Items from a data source
___

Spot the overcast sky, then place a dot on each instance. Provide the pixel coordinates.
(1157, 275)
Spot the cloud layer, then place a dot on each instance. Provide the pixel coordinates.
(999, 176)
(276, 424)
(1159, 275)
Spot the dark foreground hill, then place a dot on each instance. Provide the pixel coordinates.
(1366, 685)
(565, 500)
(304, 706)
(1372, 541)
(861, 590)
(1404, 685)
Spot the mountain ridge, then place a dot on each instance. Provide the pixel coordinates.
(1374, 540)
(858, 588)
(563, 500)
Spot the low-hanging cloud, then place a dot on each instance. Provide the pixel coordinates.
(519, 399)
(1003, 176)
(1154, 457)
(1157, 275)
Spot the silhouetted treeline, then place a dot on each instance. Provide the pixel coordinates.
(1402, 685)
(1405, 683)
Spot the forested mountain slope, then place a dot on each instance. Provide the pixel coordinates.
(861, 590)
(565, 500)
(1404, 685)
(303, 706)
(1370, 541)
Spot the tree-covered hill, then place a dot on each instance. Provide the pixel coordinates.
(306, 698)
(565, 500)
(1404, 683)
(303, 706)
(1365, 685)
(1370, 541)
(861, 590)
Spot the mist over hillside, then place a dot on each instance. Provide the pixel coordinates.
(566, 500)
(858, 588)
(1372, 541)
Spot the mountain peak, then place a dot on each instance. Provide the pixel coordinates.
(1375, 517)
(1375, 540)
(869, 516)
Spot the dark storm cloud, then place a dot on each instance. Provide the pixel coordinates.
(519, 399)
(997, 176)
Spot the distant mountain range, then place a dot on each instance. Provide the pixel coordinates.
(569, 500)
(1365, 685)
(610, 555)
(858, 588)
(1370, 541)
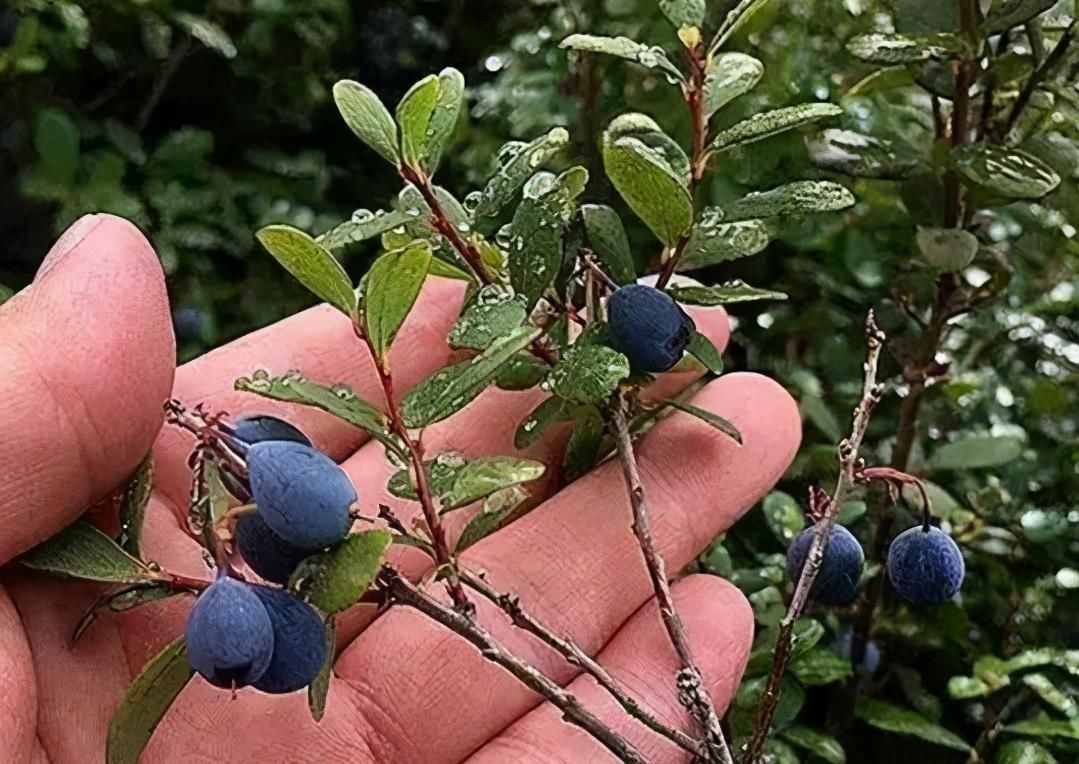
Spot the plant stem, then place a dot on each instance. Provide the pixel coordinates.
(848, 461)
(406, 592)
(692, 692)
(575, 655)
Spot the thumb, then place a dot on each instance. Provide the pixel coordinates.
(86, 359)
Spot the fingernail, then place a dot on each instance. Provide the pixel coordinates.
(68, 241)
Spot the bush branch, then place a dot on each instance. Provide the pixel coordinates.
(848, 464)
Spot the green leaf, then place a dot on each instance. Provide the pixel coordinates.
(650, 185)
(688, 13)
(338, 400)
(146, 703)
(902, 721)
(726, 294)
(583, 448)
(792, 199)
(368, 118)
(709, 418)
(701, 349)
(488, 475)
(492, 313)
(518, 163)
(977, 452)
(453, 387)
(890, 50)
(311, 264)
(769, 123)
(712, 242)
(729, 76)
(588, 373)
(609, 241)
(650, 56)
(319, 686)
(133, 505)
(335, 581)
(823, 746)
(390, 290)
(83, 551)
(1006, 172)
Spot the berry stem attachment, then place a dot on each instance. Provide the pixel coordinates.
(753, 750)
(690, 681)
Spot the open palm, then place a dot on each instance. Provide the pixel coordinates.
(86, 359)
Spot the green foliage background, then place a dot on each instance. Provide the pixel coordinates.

___

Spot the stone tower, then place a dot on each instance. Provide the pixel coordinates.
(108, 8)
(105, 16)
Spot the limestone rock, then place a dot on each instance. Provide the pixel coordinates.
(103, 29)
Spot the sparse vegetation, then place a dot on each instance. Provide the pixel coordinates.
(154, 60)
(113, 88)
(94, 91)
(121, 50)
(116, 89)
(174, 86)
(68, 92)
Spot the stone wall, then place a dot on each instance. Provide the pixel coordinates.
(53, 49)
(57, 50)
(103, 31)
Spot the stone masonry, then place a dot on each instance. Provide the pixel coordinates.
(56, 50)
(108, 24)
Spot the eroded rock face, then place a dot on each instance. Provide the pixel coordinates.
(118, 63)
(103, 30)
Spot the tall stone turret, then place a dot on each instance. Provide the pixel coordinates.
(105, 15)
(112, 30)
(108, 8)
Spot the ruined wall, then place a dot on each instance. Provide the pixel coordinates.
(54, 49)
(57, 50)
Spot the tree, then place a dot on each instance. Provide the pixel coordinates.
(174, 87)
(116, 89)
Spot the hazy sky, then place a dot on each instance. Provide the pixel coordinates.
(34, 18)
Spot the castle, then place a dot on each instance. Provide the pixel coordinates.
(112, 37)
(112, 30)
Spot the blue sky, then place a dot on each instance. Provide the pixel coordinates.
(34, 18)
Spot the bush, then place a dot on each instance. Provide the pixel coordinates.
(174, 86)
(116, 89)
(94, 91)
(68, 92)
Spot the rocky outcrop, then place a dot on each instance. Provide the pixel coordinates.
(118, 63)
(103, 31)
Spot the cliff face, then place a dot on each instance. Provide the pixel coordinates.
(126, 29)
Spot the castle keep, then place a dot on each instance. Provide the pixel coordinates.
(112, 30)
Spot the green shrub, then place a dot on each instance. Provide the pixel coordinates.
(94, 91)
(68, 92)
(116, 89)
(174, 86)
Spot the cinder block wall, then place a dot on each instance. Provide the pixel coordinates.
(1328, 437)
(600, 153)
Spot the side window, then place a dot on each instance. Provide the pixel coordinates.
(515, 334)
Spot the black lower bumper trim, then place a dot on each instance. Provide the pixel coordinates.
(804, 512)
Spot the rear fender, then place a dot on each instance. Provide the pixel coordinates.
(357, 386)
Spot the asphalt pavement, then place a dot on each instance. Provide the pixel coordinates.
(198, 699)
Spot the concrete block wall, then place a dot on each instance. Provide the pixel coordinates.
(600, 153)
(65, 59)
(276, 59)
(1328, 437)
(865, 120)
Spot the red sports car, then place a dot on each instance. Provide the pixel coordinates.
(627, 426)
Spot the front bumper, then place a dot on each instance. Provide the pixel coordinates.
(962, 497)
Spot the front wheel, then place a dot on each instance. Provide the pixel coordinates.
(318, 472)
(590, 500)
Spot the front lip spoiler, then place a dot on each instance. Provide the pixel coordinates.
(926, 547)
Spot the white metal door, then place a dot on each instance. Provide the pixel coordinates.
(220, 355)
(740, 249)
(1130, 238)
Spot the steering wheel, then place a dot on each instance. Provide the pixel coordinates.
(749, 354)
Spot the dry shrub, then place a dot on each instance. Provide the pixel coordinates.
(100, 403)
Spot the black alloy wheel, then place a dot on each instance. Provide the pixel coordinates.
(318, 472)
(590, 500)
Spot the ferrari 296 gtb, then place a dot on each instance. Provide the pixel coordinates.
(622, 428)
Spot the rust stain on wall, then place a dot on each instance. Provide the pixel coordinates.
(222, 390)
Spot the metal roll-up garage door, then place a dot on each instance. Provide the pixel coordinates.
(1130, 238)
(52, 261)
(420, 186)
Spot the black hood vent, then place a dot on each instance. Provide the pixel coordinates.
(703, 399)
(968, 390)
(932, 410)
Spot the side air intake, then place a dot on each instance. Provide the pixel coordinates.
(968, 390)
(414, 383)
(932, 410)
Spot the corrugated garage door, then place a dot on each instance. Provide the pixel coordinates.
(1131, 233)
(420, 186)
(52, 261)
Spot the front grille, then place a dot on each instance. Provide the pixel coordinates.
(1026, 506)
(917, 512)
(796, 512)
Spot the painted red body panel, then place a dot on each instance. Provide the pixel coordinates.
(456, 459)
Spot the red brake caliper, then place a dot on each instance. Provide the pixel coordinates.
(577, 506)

___

▸ **Short problem**: Starting at the line that has "Spot the plant" and ending after the line that has "Spot the green foliage", rewrite the material with "open palm" changed to "hand" and nothing else altered. Return only those lines.

▸ **Solved exercise**:
Spot the plant stem, then place a dot on each instance. Provide the pixel coordinates.
(848, 461)
(406, 592)
(692, 692)
(575, 655)
Spot the thumb, then place a dot on each instance. Provide the pixel coordinates.
(86, 359)
Spot the fingernail, then place a dot on each instance. Provide the pixel coordinates.
(68, 241)
Spot the bush branch, then place a dot on each instance. Provide the pixel coordinates.
(848, 464)
Spot the green leaf, then place a dot on each instance. Provide the pixel coordinates.
(650, 185)
(688, 13)
(338, 400)
(146, 703)
(902, 721)
(726, 294)
(583, 448)
(792, 199)
(368, 118)
(709, 418)
(701, 349)
(488, 475)
(492, 313)
(518, 163)
(977, 452)
(453, 387)
(890, 50)
(311, 264)
(769, 123)
(712, 242)
(729, 76)
(588, 373)
(609, 241)
(650, 56)
(319, 686)
(133, 505)
(335, 581)
(823, 746)
(390, 290)
(83, 551)
(1006, 172)
Spot the berry stem attachment, then place a dot on each instance. Provide the pixel coordinates.
(753, 750)
(690, 681)
Spot the hand, then place a dot on each instance. Provide the pixel coordinates.
(86, 359)
Spot the green foliage background, then place a dot on each instance. Provide the pixel coordinates.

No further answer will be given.